● **Requirement**:
Copy, word for word, the stretch of the Greenpeace statement on Lebanon's industrial waste from "The call came" through "to meet us.".

● **Excerpt**:
══════

The call came during a lecture held by Mr. Jacques
Sarraf in Beirut at the Lebanese Management
Association (LMA) in Beirut on "the consequences
of the GATT on the Lebanese economy".
Greenpeace used this opportunity to confront Mr.
Sarraf with these demands because he has been
refusing to meet us.
"The Lebanese industry is producing every year more
than 326,000 tons of waste, an undefined amount of
it is toxic," said at the LMA building Fouad Hamdan,
Lebanon campaigner of the Greenpeace
Mediterranean Office. "Industrial growth is expected
to lead to an output of about one million tons of
waste yearly by 2010."
"Today, all the industrial waste is being dumped in
the Mediterranean Sea, in rivers, into the ground or
in dozens of dumps all over the country. Mr. Sarraf
and many industrialists are responsible for this and
must actively help solving Lebanon's waste crisis," he
said.

══════

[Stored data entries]

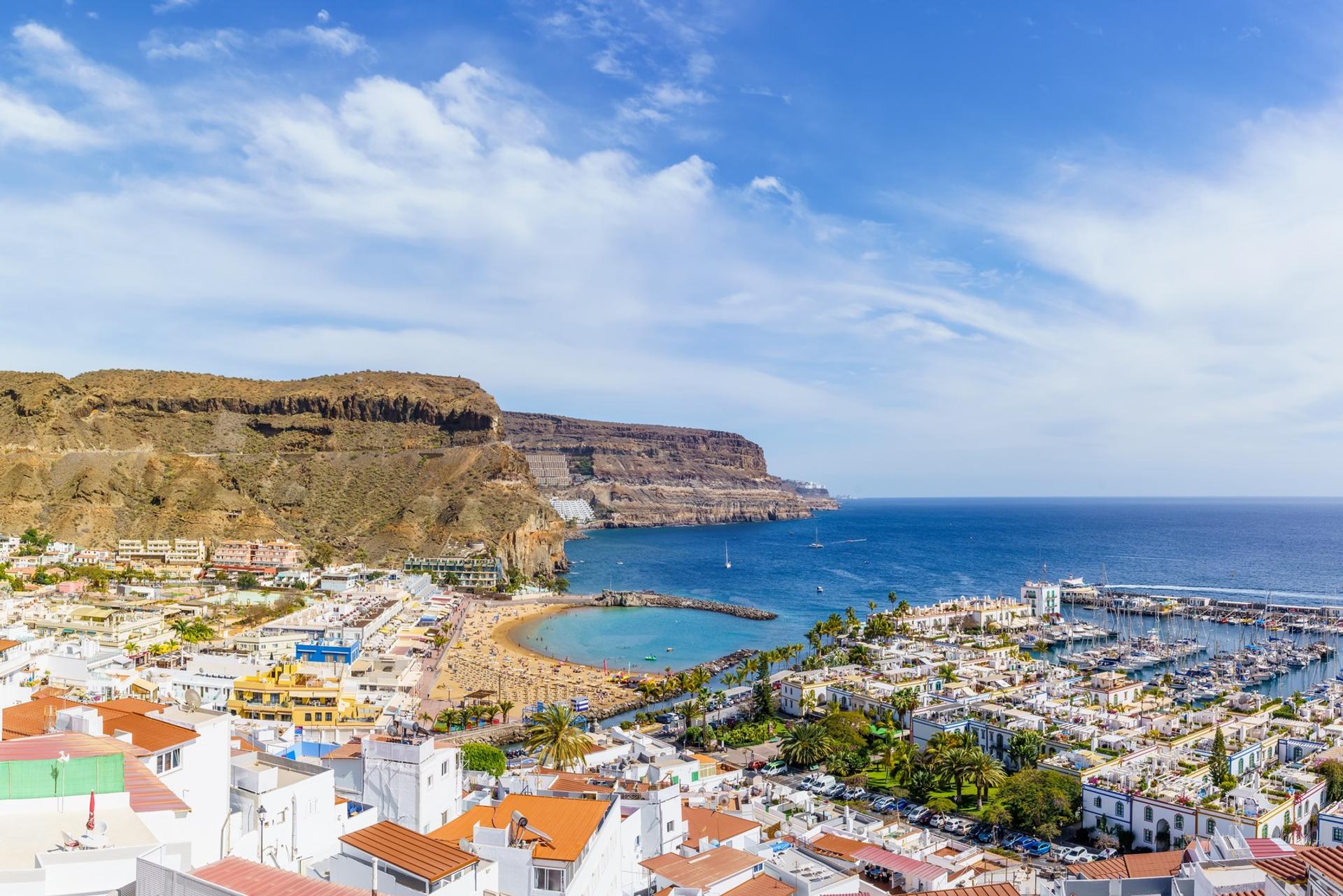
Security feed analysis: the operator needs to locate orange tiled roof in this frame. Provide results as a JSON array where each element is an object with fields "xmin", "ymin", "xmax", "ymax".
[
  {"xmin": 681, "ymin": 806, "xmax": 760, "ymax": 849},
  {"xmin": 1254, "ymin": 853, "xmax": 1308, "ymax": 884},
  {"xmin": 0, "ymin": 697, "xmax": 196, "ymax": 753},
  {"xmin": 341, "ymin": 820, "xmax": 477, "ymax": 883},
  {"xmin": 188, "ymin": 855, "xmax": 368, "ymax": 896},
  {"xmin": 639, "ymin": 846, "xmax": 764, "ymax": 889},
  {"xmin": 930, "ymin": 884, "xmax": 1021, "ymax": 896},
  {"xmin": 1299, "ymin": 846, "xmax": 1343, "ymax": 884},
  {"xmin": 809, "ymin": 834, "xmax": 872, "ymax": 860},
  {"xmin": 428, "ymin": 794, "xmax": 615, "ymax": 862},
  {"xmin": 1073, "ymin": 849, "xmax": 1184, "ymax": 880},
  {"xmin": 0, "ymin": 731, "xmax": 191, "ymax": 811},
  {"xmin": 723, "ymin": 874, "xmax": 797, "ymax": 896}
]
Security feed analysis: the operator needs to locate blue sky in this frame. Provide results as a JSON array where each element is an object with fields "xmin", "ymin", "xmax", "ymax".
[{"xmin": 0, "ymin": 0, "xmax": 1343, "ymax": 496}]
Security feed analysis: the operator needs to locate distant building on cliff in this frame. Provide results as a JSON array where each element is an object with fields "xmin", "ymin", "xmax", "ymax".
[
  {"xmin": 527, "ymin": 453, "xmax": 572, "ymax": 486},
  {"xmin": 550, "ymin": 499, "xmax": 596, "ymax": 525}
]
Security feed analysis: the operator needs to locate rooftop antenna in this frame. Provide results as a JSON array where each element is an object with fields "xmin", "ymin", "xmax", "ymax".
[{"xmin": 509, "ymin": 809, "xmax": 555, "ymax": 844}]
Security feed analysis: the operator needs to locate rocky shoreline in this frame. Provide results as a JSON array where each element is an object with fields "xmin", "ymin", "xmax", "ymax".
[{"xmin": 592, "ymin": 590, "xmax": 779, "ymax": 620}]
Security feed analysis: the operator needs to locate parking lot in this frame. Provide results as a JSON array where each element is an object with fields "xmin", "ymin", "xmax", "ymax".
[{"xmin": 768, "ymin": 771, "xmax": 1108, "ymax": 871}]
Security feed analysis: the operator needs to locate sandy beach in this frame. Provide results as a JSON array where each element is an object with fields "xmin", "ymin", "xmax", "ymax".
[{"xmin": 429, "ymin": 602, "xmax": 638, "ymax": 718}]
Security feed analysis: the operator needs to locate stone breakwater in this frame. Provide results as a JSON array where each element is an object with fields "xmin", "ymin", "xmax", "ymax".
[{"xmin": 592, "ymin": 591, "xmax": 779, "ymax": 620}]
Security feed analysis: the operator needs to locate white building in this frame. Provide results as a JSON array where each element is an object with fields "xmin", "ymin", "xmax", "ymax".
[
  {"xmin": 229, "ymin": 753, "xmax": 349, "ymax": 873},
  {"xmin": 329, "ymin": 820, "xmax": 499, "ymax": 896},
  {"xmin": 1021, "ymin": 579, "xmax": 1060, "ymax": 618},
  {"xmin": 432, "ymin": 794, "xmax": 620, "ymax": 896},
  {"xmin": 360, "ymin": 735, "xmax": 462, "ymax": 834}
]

══════

● **Result below**:
The call came during a lecture held by Mr. Jacques
Sarraf in Beirut at the Lebanese Management
Association (LMA) in Beirut on "the consequences
of the GATT on the Lebanese economy".
Greenpeace used this opportunity to confront Mr.
Sarraf with these demands because he has been
refusing to meet us.